◆ Ketentuan 1
Tulis ulang bagian dari berita razia WNI di Arab Saudi di bawah ini, mulai dari kata-kata yang memuat "JAKARTA. Pemerintah Arab" dan berhenti setelah "dan imigrasi setempat.". Ganti setiap "razia" dengan "operasi".

JAKARTA. Pemerintah Arab Saudi terus melakukan sweeping tenaga kerja illegal di seluruh wilayah Arab Saudi. Dari data yang oleh pihak Konsulat Jenderal Republik Indonesia (KJRI), sudah 8.000 WNI yang tertangkap dalam razia yang dilakukan pihak kepolisian dan imigrasi setempat.
"Perkiraan kita sudah sampai 8.000 WNI yang terjaring dalam razia tersebut. Untuk jumlah keseluruhan overstayer (yang dirazia) kurang tahu," ujar Pelaksana Penerangan Sosial Budaya KJRI Jeddah, Ahmad Sayfuddin kemarin. Mereka yang terjaring adalah mereka yang berada di luar rumah. Seperti, rumah sakit, perusahaan-perusahaan, dan toko-toko. Hal ini mengingatkan kembali pada imbauan dari pihak KJRI Jeddah dan KBRI Riyadh sebelumnya, agar para WNI tetep tinggal di rumah. Pasalnya, ototritas Saudi memang sejak awal telah melarang adanya razia yang dilakukan dari rumah ke rumah.
Ia mengatakan, para WNI yang terjaring selanjutnya akan ditempatkan di karantina imigrasi di kawasan Sumaisi, Jeddah. Mereka akan menjalani proses pendataan, seperti tes sidik jari dan persiapan dokumen untuk selanjutnya dipulangkan kembali ke tanah air. Sedangkan untuk perihal WNI yang berada di bawah kolong Jembatan Palestina, Jeddah, ia mengatakan telah dilakukan pemindahan ke Sumaisi. Mereka ditempatkan bersama WNI yang terkena razia.
Untuk masalah denda dan hukuman, Sayfuddin mengatakan kemungkinan untuk denda tidak akan diberlakukan. Sedangkan untuk hukuman, saat ini mereka sudah ditahan meskipun dalam kondisi menunggu masa deportasi sehingga tidak akan seperti yang dibayangkan sebelumnya.

◆ Ketentuan 2
Ambil setiap baris entri di bawah ini yang mengandung kata "overcast".

Cuplikan data anotasi titik
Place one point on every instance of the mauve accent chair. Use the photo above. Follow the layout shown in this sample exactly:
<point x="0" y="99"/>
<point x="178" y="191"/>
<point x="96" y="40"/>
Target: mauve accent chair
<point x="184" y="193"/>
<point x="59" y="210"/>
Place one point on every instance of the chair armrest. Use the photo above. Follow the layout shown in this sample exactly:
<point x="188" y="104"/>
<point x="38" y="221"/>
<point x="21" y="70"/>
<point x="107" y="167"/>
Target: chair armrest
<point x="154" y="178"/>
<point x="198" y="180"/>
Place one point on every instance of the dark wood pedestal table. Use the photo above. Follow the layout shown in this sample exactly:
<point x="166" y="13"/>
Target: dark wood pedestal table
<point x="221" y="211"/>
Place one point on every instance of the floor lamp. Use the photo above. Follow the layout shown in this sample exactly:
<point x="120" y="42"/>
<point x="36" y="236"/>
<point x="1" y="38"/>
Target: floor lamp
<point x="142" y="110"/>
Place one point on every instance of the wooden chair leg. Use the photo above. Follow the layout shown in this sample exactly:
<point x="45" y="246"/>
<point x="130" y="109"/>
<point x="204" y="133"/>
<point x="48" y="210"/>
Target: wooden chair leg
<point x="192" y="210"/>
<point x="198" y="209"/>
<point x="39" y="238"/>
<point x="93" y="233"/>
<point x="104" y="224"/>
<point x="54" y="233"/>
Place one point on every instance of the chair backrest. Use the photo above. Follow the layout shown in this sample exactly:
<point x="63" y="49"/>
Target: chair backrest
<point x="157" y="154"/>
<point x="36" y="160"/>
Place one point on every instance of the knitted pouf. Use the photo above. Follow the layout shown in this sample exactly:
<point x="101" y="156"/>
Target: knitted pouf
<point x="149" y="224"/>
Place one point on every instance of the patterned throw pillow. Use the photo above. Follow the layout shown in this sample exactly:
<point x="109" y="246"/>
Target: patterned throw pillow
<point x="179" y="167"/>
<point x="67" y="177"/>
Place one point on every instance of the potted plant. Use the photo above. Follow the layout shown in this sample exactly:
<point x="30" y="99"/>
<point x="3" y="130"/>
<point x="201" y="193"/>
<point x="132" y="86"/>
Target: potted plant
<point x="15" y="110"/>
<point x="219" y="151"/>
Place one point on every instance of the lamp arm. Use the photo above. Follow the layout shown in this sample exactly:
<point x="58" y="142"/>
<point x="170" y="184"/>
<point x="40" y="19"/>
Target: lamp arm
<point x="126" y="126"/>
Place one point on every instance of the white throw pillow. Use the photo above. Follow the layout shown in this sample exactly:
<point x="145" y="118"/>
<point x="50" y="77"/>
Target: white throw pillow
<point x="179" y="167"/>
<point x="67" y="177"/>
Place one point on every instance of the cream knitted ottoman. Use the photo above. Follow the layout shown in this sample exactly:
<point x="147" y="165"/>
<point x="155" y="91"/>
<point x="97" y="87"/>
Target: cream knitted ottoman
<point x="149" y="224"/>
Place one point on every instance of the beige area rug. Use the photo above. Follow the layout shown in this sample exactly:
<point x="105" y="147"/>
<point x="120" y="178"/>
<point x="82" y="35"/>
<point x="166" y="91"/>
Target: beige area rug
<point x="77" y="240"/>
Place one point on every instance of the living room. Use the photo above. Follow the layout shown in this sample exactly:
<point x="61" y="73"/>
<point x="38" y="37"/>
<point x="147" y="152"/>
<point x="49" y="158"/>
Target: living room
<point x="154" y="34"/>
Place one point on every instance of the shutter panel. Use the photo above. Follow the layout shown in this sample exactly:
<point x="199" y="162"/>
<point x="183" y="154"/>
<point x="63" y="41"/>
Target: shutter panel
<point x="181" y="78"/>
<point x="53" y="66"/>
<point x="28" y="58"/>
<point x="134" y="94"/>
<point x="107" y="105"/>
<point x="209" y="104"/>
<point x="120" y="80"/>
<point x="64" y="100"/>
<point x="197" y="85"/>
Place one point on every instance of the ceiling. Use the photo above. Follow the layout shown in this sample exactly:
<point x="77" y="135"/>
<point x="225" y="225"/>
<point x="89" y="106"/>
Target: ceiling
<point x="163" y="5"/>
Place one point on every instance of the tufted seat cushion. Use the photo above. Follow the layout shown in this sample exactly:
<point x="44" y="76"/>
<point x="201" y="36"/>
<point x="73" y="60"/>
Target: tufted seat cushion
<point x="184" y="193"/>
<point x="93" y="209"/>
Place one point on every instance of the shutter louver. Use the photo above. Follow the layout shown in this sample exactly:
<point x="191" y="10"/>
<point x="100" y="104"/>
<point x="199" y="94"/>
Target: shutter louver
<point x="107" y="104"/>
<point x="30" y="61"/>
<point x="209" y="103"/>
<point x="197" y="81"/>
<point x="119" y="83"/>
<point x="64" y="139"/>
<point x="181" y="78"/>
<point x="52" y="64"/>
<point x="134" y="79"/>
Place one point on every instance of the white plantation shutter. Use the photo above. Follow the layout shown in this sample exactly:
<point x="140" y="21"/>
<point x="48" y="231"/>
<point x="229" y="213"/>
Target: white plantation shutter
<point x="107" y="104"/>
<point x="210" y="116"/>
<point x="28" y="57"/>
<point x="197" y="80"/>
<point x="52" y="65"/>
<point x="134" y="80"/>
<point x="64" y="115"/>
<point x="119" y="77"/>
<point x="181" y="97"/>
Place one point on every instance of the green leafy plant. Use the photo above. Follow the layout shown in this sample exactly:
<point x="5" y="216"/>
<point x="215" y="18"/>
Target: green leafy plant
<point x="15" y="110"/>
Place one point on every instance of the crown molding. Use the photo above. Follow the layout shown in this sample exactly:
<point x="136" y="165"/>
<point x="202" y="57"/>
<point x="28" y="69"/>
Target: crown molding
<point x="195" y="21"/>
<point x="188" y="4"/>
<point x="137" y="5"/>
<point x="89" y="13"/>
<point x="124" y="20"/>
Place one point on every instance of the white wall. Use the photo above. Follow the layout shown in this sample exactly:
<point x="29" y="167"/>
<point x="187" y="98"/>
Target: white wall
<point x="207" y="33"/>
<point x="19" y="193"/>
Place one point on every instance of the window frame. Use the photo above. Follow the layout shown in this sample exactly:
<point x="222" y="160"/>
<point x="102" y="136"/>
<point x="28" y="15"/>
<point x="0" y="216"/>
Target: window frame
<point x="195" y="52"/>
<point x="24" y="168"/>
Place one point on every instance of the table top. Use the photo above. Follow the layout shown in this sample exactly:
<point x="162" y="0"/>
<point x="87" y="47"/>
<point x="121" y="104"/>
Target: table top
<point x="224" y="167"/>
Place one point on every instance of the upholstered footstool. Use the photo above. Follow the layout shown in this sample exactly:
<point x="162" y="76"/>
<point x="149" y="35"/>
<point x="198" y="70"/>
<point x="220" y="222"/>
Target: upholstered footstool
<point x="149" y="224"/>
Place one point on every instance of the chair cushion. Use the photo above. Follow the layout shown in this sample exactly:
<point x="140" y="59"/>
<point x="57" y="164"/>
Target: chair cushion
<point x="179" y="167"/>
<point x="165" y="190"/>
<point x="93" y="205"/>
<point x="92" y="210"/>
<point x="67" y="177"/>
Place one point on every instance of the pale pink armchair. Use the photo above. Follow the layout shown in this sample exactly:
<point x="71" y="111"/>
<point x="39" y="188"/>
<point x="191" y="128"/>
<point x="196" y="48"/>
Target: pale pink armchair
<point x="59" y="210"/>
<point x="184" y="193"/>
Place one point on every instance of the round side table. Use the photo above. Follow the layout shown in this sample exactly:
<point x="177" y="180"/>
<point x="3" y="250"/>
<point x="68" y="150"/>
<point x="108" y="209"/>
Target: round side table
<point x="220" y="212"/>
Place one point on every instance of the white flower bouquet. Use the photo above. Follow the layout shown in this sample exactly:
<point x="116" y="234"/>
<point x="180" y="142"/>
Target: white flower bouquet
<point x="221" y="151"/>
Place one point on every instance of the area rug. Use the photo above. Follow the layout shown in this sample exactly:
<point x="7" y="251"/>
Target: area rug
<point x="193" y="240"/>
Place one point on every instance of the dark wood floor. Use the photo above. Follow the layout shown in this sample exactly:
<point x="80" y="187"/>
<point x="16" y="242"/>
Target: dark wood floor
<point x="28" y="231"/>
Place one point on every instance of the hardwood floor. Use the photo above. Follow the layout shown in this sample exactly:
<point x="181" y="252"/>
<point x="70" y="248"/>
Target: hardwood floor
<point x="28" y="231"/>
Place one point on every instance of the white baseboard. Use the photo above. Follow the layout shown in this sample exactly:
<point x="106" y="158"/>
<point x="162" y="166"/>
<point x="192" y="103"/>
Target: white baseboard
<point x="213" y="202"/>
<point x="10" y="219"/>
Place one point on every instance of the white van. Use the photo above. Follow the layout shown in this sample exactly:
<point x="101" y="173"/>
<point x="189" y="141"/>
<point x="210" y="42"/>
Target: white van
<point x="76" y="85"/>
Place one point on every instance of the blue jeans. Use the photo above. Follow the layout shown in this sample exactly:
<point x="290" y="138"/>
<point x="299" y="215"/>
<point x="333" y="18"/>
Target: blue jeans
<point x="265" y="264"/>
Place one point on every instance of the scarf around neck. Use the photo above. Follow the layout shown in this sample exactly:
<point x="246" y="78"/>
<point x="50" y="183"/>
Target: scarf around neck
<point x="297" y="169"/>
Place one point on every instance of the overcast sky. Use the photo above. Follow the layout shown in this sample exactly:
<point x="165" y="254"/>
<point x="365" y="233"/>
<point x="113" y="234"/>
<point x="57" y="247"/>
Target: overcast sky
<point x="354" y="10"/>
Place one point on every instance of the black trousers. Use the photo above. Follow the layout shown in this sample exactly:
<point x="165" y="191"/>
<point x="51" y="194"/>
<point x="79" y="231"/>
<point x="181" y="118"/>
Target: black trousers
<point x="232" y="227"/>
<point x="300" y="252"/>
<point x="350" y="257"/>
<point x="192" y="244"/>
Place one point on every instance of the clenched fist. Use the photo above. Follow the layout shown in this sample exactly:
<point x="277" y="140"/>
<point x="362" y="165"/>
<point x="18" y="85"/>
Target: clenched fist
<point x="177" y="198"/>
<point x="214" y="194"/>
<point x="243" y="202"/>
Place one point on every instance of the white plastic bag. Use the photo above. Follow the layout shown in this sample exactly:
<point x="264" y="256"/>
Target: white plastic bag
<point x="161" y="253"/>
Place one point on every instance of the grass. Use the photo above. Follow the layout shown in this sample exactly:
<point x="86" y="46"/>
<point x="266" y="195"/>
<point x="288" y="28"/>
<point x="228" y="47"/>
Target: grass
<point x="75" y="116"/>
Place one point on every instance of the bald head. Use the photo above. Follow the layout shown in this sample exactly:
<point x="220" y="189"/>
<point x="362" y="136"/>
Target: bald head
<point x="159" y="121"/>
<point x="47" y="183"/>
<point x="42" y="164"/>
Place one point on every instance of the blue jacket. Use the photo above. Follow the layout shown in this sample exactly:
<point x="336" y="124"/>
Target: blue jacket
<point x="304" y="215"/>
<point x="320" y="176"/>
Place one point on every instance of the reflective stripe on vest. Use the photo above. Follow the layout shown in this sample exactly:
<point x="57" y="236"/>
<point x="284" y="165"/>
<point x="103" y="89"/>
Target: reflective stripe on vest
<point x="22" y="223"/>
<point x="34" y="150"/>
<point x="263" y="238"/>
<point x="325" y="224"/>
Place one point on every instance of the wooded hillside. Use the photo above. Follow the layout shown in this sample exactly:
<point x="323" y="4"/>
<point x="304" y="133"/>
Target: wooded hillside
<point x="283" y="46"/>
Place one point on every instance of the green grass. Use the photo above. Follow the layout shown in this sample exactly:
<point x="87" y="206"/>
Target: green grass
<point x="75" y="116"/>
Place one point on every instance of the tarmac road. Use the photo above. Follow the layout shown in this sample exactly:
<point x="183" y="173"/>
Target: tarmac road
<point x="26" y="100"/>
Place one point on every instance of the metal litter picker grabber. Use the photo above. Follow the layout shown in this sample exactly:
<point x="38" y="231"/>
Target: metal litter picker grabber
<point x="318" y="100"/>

◆ Jawaban benar 1
JAKARTA. Pemerintah Arab Saudi terus melakukan sweeping tenaga kerja illegal di seluruh wilayah Arab Saudi. Dari data yang oleh pihak Konsulat Jenderal Republik Indonesia (KJRI), sudah 8.000 WNI yang tertangkap dalam operasi yang dilakukan pihak kepolisian dan imigrasi setempat.

◆ Jawaban benar 2
Place one point on every instance of the overcast sky. Use the photo above. Follow the layout shown in this sample exactly:
Target: overcast sky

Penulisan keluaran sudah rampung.